Rewrite the material below, replacing every occurrence of "dark" with "pale" and changing nothing else. Leave the pictures out.
───── Raw data
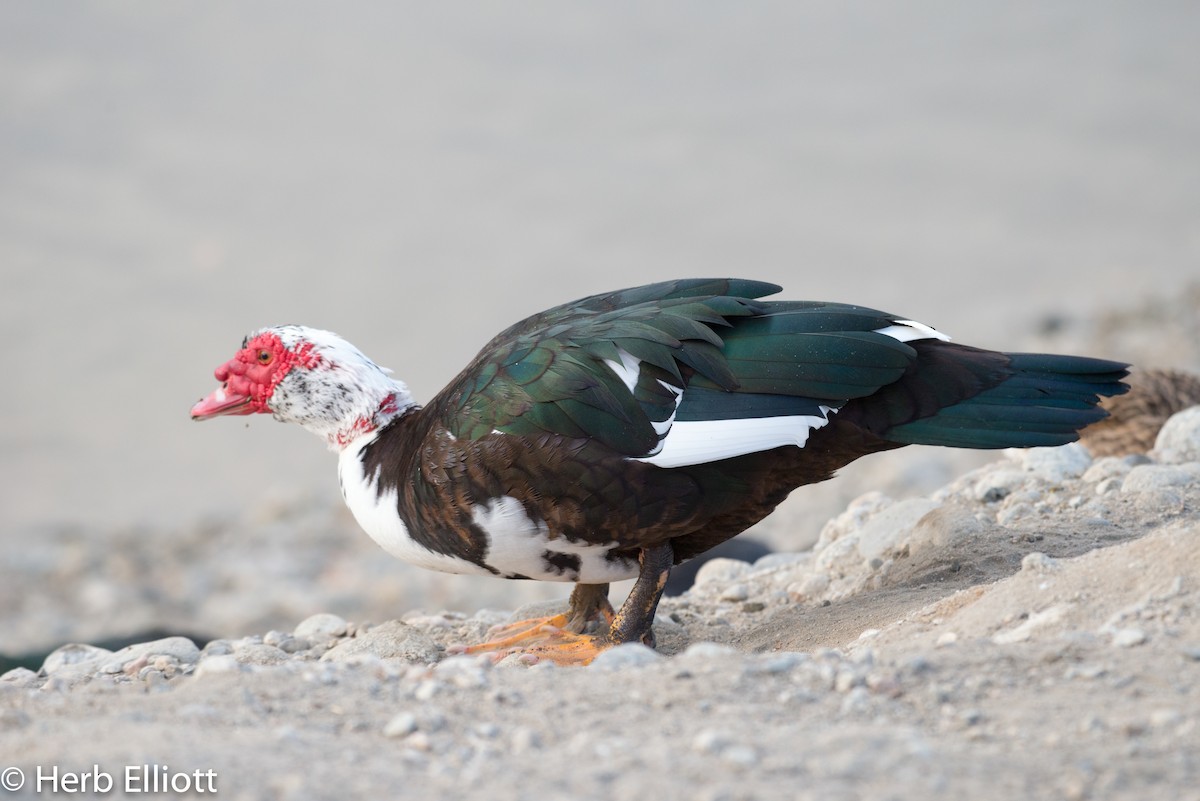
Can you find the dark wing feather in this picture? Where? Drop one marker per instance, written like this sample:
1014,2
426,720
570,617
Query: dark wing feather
547,373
──────────
- _Exercise solution_:
Can you find the pale wing feather in this picture? Where? Drop one marker per instance, written like this sample:
1014,2
426,720
570,617
Query: pale wing feather
547,373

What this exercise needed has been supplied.